Decorrente das ideias de Ricardo Yepes (2005, p. 87.), [3]A convivência nessa relação, é algo tão própria desta. Amar é conhecer, é querer um bem para a outra pessoa. Dessa forma, a amizade é um amor que traz consigo união e felicidade. União esta, que comprovada no momento em que um amigo, não está no fazer, mas sim, no ser com o outro. Ademais, amar, consiste não apenas em um sentimento, mas em um ato de vontade acompanhado pelo afeto. Momentos difíceis na vida de uma pessoa são inevitáveis. Um amigo é um grande aliado, neste momento, para ajudar e apresentar novos caminhos. Assim, o amor traz consigo o ato de acolher, aceitar as dificuldades que os seres humanos possuem e fazer delas suas também.

Em contrapartida, segundo Mons. Fernando Ocáriz (2019) [4]nem sempre em uma amizade será correspondido o valor desta. É necessário se arriscar para construir uma amizade autêntica, dar sem querer nada em troca e saber dar o primeiro passo. Além disso, uma amizade verdadeira possui diferentes comunicações de acordo com a intimidade dessa relação. Contudo, não são iguais as amizades entre irmãos, entre colegas ou entre membros da família. Cada qual existe uma maneira e um meio característico de cada relacionamento.

É possível perceber que muitas amizades entre jovens, principalmente, são “líquidas”, como o filósofo Zygmunt Bauman (2013) [5]diz, no sentido que escorre pelos dedos, é fluida, os seres humanos se conectam e desconectam facilmente. Isso pode ser exemplificado com o parecer de Aristóteles (1991, p.172) [6]de que eles buscam o prazer, pois são guiados pela emoção e almejam o que é de mais fácil alcance. Além disso, ao longo dos anos, seus gostos mudam e os prazeres se tornam diferentes e assim, muitos fazem e desfazem amizades com mais rapidez e facilidade e não solidificam amizades que já possuíam. Dessa maneira, a amizade muda com o objeto que lhes parece prazeroso.

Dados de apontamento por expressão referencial

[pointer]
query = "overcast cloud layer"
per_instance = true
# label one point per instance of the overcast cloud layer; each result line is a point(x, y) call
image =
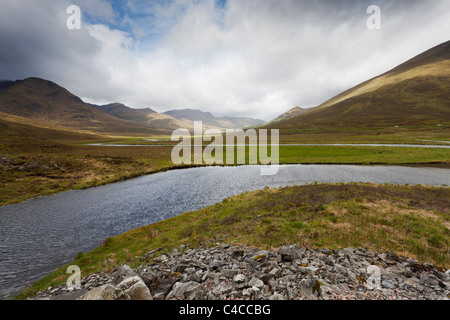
--
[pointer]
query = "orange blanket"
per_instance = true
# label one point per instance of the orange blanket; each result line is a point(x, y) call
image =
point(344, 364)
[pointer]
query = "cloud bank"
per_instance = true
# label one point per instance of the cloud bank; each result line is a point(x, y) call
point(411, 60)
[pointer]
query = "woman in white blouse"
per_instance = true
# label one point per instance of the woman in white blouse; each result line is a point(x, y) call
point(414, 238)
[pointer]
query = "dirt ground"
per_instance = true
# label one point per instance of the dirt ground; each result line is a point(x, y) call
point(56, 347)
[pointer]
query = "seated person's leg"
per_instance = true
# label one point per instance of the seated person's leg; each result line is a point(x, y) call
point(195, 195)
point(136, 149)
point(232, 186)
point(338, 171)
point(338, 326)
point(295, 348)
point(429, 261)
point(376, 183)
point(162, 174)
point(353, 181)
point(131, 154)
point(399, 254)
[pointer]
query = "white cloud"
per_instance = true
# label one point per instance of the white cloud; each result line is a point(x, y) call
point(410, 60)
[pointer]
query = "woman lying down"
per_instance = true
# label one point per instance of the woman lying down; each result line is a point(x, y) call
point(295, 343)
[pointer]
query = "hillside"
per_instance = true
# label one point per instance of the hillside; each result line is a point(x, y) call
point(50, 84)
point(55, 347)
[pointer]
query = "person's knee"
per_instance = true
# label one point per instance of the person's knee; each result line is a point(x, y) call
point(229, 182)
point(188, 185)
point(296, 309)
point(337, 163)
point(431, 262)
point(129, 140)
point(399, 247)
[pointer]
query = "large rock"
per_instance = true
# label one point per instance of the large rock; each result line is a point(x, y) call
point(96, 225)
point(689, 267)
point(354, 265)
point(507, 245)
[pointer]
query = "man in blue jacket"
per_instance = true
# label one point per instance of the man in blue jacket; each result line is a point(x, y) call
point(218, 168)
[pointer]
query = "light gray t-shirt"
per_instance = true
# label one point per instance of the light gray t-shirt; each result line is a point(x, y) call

O QUE FAZER
Devolva, sem nenhuma alteração, o trecho do texto sobre amizade que vai de "Em contrapartida, segundo" até "de cada relacionamento.". O material não tem relação com o texto sobre amizade.

EXERCÍCIO RESOLVIDO
Em contrapartida, segundo Mons. Fernando Ocáriz (2019) [4]nem sempre em uma amizade será correspondido o valor desta. É necessário se arriscar para construir uma amizade autêntica, dar sem querer nada em troca e saber dar o primeiro passo. Além disso, uma amizade verdadeira possui diferentes comunicações de acordo com a intimidade dessa relação. Contudo, não são iguais as amizades entre irmãos, entre colegas ou entre membros da família. Cada qual existe uma maneira e um meio característico de cada relacionamento.